◆ REQUIRED WORK:
Put the lines of the data, starting at the one containing "Task: point out the empire state building" and ending at the last line of the data, into a JSON list of strings, one string per line, leaving out blank lines.

(Position identification records)
************
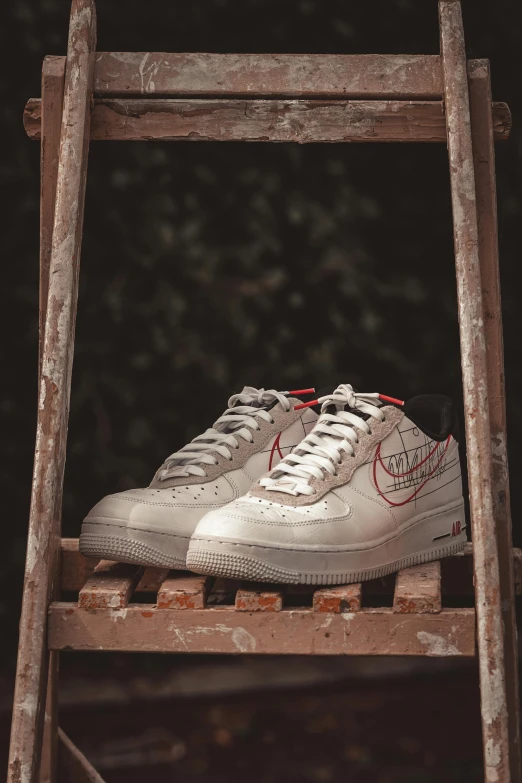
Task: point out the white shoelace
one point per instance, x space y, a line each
322 450
237 422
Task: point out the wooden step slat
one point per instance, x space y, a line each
343 598
110 586
74 568
183 591
267 120
259 599
268 75
418 589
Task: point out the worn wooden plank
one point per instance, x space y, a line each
183 591
33 659
485 182
268 120
343 598
300 632
258 598
418 589
268 75
110 586
53 78
476 409
73 767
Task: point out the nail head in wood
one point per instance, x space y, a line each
418 590
344 598
182 591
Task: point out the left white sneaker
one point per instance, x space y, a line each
375 487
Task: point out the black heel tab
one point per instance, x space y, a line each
434 414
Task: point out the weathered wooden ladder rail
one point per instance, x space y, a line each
73 604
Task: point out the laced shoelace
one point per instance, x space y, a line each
237 422
334 435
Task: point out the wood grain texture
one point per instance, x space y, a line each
53 78
482 135
110 586
224 630
258 599
344 598
183 591
73 767
475 387
268 75
33 658
418 589
296 121
75 569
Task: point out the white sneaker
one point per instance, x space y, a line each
372 489
153 526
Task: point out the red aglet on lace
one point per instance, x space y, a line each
305 405
384 398
300 391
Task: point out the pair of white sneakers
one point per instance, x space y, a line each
276 492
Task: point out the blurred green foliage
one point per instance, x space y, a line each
209 266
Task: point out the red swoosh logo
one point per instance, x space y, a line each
274 447
378 458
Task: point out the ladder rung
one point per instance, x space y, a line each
143 628
418 589
344 598
123 119
284 75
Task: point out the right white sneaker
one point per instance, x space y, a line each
373 488
153 526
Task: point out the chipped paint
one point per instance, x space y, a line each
243 640
437 645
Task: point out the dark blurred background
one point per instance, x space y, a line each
209 266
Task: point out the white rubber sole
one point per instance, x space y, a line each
428 539
112 541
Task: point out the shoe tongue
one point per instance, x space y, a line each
333 408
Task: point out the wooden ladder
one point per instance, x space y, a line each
278 98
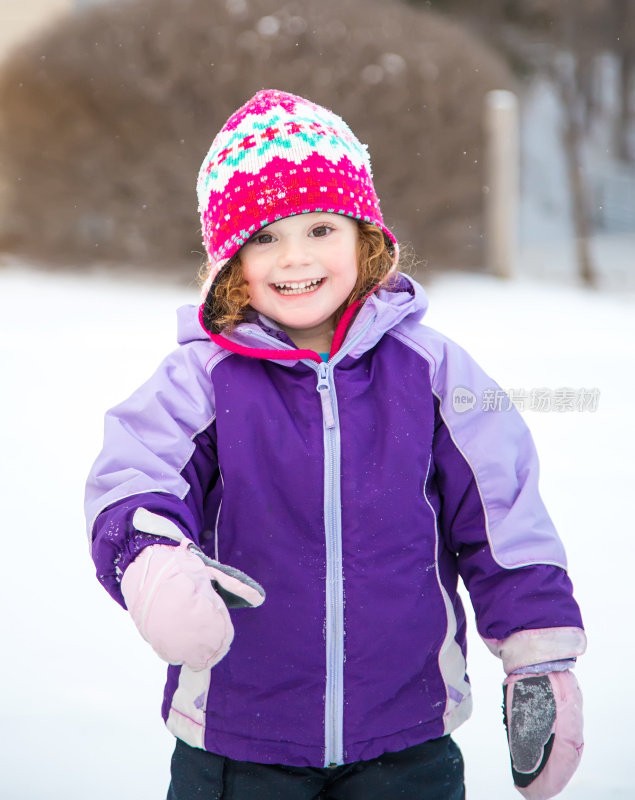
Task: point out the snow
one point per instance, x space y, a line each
81 691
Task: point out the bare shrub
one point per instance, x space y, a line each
105 118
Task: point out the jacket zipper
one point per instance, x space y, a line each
334 694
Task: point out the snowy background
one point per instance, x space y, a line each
81 691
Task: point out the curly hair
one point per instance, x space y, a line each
227 301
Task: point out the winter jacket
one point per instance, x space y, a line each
356 492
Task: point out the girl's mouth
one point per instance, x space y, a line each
298 287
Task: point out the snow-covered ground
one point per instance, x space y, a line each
81 691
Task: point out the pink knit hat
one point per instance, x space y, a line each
277 156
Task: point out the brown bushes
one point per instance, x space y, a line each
104 118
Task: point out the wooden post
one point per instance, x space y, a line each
501 182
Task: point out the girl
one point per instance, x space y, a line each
312 432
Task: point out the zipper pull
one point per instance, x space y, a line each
324 388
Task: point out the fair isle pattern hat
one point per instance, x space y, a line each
277 156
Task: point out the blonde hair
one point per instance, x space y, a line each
227 301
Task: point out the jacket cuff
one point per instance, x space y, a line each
536 646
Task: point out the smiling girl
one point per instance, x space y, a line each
304 433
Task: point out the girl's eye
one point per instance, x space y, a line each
321 230
262 238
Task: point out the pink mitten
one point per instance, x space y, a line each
543 718
170 593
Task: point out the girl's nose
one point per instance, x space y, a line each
294 251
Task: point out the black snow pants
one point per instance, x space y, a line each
429 771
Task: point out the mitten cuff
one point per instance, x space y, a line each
536 646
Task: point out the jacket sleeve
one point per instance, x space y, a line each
159 455
492 517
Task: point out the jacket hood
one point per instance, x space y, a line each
261 337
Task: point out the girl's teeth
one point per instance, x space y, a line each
297 288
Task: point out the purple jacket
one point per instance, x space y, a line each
356 492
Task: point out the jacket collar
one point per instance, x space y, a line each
260 337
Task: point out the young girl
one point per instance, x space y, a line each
311 433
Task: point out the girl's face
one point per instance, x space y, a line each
300 270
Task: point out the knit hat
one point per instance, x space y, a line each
277 156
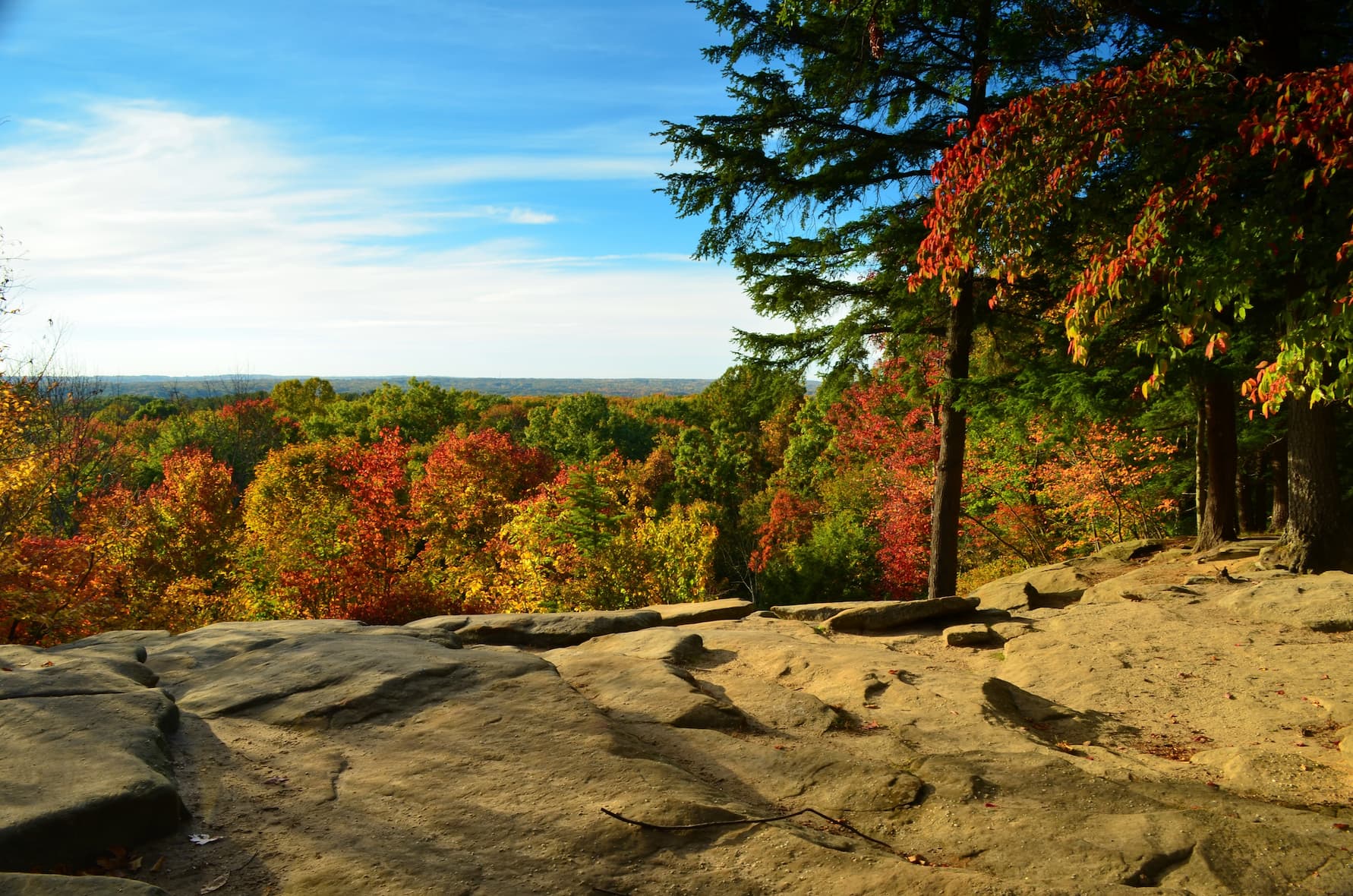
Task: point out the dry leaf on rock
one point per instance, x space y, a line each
216 884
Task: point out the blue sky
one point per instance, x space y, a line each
363 187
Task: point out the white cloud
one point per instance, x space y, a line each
192 244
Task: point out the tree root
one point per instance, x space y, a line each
732 822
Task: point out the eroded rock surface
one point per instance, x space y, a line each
1168 742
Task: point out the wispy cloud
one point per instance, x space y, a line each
197 244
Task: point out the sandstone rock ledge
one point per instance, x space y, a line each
1181 738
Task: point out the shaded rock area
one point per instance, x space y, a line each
1119 728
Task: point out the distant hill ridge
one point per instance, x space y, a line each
233 385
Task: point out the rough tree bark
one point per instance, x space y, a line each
1278 460
953 440
1219 522
948 503
1314 536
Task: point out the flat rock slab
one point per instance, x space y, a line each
336 680
1007 596
83 773
34 673
1131 550
1055 584
204 647
62 885
816 612
702 612
666 645
888 615
541 629
1321 603
640 689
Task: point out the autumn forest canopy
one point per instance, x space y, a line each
1077 271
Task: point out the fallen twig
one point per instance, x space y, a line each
731 822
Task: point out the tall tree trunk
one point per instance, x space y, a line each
1219 520
953 441
1200 465
946 505
1278 459
1313 539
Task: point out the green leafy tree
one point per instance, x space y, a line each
816 186
1230 171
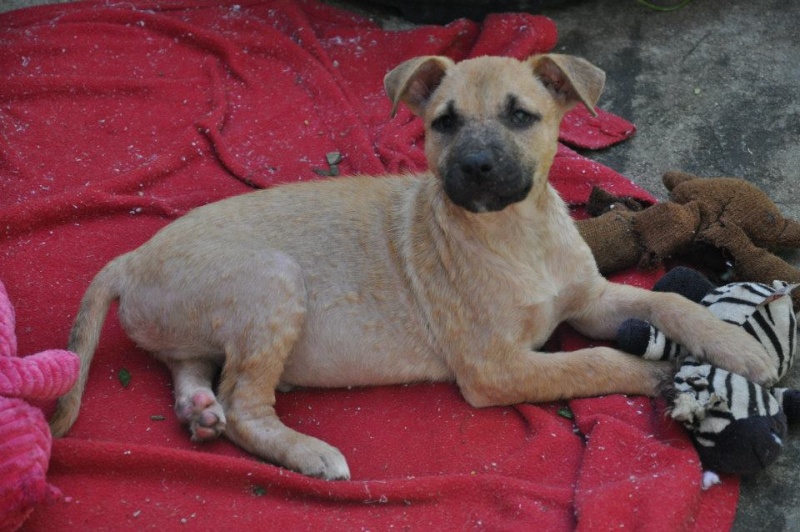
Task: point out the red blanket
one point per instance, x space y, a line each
117 117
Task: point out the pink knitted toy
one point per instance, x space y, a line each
24 434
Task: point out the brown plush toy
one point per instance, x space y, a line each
730 214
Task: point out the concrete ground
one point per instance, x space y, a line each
713 89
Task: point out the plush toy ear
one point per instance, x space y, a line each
413 81
673 178
570 79
735 425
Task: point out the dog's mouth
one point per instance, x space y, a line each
485 181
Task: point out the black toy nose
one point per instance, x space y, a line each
477 166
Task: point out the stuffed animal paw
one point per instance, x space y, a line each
724 217
24 434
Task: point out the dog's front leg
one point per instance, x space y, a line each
690 324
531 377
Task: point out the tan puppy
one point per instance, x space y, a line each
457 274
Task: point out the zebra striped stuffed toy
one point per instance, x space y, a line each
736 425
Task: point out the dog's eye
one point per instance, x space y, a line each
522 119
446 123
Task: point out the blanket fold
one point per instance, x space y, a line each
116 118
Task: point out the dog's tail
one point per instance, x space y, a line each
84 337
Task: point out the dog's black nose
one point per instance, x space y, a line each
477 166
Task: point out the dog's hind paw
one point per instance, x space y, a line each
316 458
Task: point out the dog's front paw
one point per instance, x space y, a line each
204 415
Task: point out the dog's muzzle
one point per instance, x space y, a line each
485 176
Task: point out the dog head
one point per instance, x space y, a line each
491 123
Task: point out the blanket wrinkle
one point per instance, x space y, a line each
116 118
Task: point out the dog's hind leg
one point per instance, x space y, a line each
195 402
270 324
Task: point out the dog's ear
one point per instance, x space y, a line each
413 81
570 79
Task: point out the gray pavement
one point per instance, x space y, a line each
714 89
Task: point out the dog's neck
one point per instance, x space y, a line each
502 231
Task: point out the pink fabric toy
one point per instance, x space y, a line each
24 435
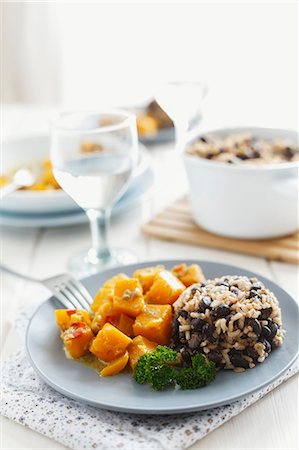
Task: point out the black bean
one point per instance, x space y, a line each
207 332
228 318
215 356
186 357
289 152
194 342
234 352
265 313
255 325
274 328
221 311
184 314
194 290
251 352
197 324
266 332
222 283
253 293
239 361
267 346
175 327
234 290
205 304
182 337
256 154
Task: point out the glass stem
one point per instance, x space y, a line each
99 224
181 127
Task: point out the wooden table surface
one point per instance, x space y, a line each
271 423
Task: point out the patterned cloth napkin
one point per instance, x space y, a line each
30 402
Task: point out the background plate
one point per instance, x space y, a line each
140 186
121 392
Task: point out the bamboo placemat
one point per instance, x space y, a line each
175 223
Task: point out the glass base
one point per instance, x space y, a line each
83 264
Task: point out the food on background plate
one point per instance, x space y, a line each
153 119
44 182
244 149
173 330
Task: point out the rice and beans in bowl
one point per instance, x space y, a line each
244 148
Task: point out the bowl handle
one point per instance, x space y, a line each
288 187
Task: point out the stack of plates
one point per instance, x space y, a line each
56 208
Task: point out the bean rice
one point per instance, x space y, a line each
234 320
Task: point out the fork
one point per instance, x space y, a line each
70 292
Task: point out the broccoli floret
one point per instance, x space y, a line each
155 369
187 378
201 373
160 369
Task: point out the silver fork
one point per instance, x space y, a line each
70 292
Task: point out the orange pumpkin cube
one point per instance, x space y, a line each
139 347
106 292
128 297
147 275
165 289
77 339
116 366
67 317
110 343
155 323
123 323
188 274
104 312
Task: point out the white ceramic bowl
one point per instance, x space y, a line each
244 201
25 150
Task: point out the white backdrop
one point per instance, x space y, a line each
93 54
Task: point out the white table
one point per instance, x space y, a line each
270 423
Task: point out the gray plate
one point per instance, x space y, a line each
121 392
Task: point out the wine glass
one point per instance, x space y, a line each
182 101
94 155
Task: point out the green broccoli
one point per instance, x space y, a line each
161 369
201 373
154 368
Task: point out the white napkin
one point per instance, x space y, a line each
30 402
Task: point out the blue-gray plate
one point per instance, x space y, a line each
121 392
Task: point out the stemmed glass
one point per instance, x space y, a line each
182 101
94 155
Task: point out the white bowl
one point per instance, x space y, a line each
26 150
244 201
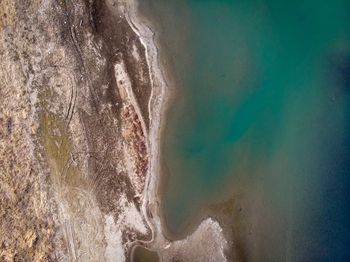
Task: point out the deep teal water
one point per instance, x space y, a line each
261 116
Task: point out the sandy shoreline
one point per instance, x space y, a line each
157 106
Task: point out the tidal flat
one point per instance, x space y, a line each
255 134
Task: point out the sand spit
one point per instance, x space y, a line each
208 239
81 104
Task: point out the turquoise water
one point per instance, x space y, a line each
260 116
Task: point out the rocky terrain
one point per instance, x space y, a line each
73 150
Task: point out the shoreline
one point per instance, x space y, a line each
157 107
162 241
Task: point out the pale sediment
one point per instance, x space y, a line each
214 246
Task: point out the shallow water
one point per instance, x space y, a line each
141 254
260 116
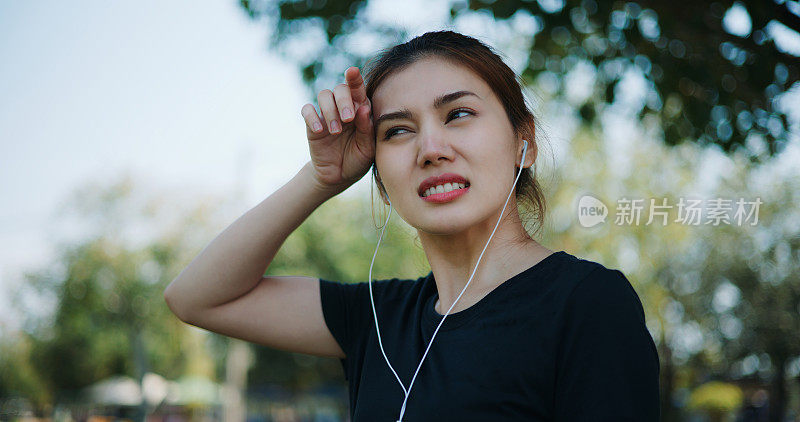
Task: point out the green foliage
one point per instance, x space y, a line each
716 397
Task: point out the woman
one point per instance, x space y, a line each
502 328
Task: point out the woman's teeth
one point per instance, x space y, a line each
447 187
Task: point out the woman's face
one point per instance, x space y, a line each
435 117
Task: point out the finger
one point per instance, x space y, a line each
313 121
365 134
328 108
358 90
344 103
363 122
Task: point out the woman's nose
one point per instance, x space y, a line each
433 147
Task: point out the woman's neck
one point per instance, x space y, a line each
453 258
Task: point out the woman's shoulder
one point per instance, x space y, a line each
592 286
383 289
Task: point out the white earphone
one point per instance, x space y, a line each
380 343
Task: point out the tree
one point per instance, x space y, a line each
707 80
107 288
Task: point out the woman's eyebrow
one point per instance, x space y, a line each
439 102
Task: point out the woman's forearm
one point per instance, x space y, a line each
234 262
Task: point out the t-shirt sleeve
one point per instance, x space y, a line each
348 314
607 362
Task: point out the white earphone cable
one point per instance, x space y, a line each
407 392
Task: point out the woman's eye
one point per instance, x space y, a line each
395 130
391 132
456 112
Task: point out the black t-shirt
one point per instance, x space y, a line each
564 340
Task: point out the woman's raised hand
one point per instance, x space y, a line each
342 142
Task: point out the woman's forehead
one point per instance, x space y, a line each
420 83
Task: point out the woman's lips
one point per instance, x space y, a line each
438 198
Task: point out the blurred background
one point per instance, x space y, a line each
132 133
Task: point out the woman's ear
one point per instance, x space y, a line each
381 188
530 153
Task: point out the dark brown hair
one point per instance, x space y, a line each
475 55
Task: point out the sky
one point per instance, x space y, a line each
181 95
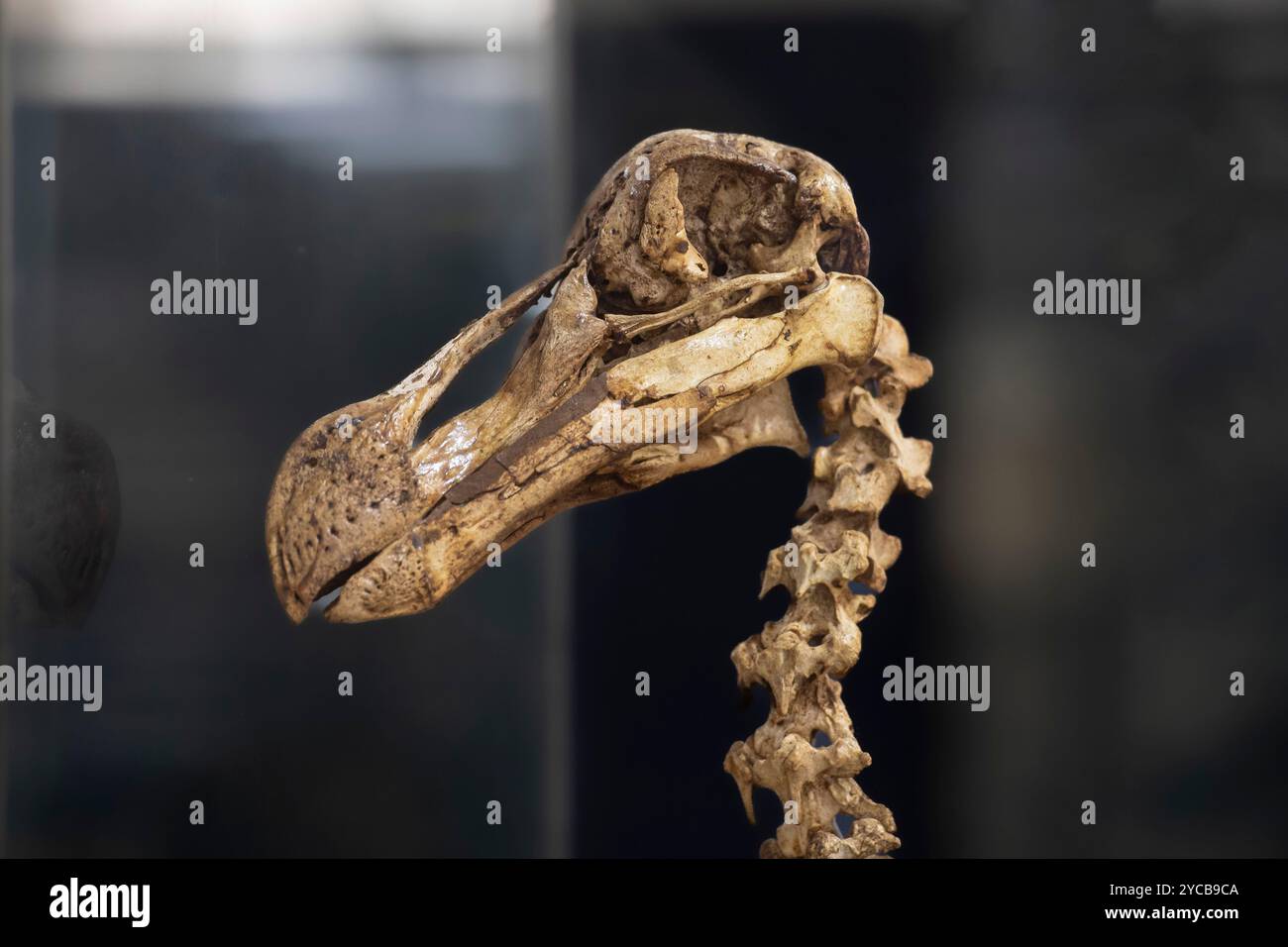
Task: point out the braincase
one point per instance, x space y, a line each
734 192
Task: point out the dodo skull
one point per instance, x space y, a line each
703 269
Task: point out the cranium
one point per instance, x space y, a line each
703 269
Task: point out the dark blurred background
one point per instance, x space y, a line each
1109 684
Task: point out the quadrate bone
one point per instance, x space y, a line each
691 291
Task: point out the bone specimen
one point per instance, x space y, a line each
703 269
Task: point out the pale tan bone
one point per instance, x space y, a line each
703 269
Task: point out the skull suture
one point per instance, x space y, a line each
704 269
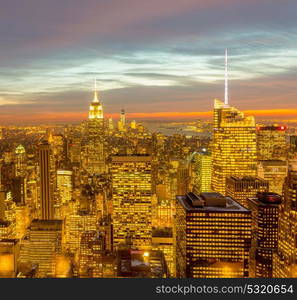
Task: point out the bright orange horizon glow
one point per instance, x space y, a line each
289 114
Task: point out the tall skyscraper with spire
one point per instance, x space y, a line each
234 142
95 155
47 208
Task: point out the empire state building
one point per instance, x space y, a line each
96 153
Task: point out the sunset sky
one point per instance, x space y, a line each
157 58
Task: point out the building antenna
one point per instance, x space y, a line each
226 78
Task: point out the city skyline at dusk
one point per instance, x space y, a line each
149 139
162 62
************
◆ FULL ANSWER:
[
  "Task: point out the empire state building",
  "one point per instance, x space y, a line each",
  "96 153",
  "Task: point out the sunset sky",
  "one point per instance, x space y, a line each",
  "157 58",
  "Task: point out the building antenna",
  "one point per instance, x space y, a line each",
  "226 78",
  "Task: point out the city skyline at dusk",
  "one point per instance, x space y, a line each",
  "149 139",
  "162 62"
]